EXCERPT.
begin
The Notebook as Database: John Locke, Commonplacing, and Hash Functions

A couple of months ago I stumbled by happy accident onto the topic of keeping a commonplace book, or commonplacing. While this did call up vague memories of reading about commonplace books in my earlier life as a Humanities student, I had fully appreciated neither its power as a tool for memory and worldview-organization nor (and more to the point here) its kinship with a host of techniques used today for organizing large bodies of data.

Commonplace Books

If you are not familiar with the reading practices of the Renaissance and the early modern periods, a commonplace book is essentially a notebook, kept by habitual readers, for hand-copying quotations from their reading. Such quotations are entered under headings -- the "common places" (the word comes from locis communis in Latin, or topos koinos in Greek, and the technique descends from the copybooks used in studying those languages) -- that in Renaissance/Enlightenment practice were governed in part by the worldview of the day. Later on, as literacy spread to greater populations, the practice morphed toward something more like the modern scrapbook.

This is a rich and varied topic; much has been written about commonplacing as a technique for interacting with one's reading and, as I suggested above, organizing a worldview within a cultural context. As introduced by William H. Sherman:

Renaissance readers, writers, and speakers were well-trained in textual recycling, and one of their most powerful and pervasive tools was the ‘commonplace book’ - a collection of notes from reading and other sources that the compiler might want to recall, and reuse, at a later date. While the structure and purpose of these volumes varied enormously, they were distinguished from random collections of quotations (in theory, at least) by being gathered under conventional headings called loci communes or ‘common places’. As Ann Moss has explained, "The more elementary commonplace-books ... would be divided into sections under heads listing the main virtues and vices, and all their subsidiary manifestations. More advanced commonplace-books might have ambitious programmes for covering all knowledge, or they might be specialist repertories of excerpts relevant to specific disciplines" (Printed Commonplace-Books and the Structuring of Renaissance Thought, Oxford: Clarendon Press, 1996, v). The headings could be tailored to an individual’s personal or professional needs, suggested by teachers, or bought in blank-books with printed headings and decorative borders - and readers who did not have the patience or the resources to gather their own entries could even buy a book with the quotations already printed or written in. [source]

Here are some other quotations about commonplace books -- a web search will turn up much more if you're interested in the historical context and practice. The noteworthy part for me here is the notion that the technique was a practice -- a technology -- related to memory, an early-modern ars memorativa, even. The "commonplacer" keeps notes for later review and use, whether to deploy in one's own writing (in a day when authoritative quotation had a completely different quality and import than it has today) or for organizing one's personal reception and perception of significant ideas, also to be reviewed when musing on one's development.
end
RECORDED INFORMATION.
begin
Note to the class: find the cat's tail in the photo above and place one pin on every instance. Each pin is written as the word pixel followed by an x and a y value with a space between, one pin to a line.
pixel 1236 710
end
EXERCISE OBJECTIVE. Please continue the essay on commonplace books, picking up after its final paragraph. The data above is separate material of its own.

REPLY TO THE TASK.
This practice grew in the early days of print media and (more) widespread literacy, when the proliferation of text would have been as daunting as it was exciting to an avid reader (of course, cf. parallels with today's networked explosion of content and its attendant meta- and big data). Agile readers used whatever methods they might devise or find available to keep track and make sense of their reading amid this proliferation of text and idea, in hopes that they could dredge it up when the reference was needed, and possibly even keep their heads above water in making personal sense out of so much information.

Essentially, it was a technique for cataloging information that has made a personal impression.

Locke's hash function

All of this sort of caught my imagination because when I learned about how and why commonplace books were kept, I kept thinking of the whole thing as like a "manual database" for personal reading.

With that in mind, I learned that the practice of commonplacing was stoked when, in 1685, Enlightenment thinker John Locke published a method he had devised for organizing entries in his own commonplace books. Essentially, he added a technique of indexing to the cataloging that was already inherent in commonplacing technique. But because a commonplace book is (a) a physical book, and (b) essentially a work-in-progress, its headings chosen on the fly as one cleaves headlong through a sea of text, preparing one's commonplace notebook presented a challenge -- one didn't know in advance precisely what ideas would be making an impression, and thus what headings would be needed, without taking a shot in the dark. Some did try -- presuming that their copying would fit into a religiously or philosophically determined rubric. There is more interesting history here, but I'll not delve into it.

Locke's method cinched my comparison with a database: he basically invented a rudimentary hash function, and put a hash table in the front matter of his notebook. Et voilà, the notebook as database!

I'm not familiar enough with the history of cataloging or information and organization to know if this had any direct precursors or cousins in contemporary practice, but I've been on the lookout for similar organizational practices, or other ideas that prefigured the modern hash function in the predigital world. Let me know if you know of anything.

Locke's method is described in some detail here with quotations from Locke himself. See also this facsimile and transcription of the book where his method was originally published. I'm calling the hashing part of his method the Lockean hash, and in short, this is how it works:

Given a commonplace heading (Locke calls it a Head, and his example is 'Epistle'),

Take the first letter of the heading (e.g. Epistle -> E)
Append to it the next vowel that occurs in the heading (e.g. Epistle -> Ei)
If the word begins with a vowel but does not contain a subsequent vowel, double the initial (e.g. Arts -> Aa)

Other cases are not covered, and because this isn't a comprehensive algorithm for an automated system, that would not cause much difficulty in the overall use case. The main exception I can think of -- a word with all consonants -- would probably never have been encountered (this was before the ubiquity of acronyms, after all). Many people would probably have organized their notes under Latin headings, too (Locke specifically recommends keeping it to one language, an amusing hint at the kind of organizational challenges his scholarly contemporaries faced). Notably, y-as-a-vowel is not handled.

But here we are, with a number of "hash buckets" equal to the number of word-initial letters used, times five vowels.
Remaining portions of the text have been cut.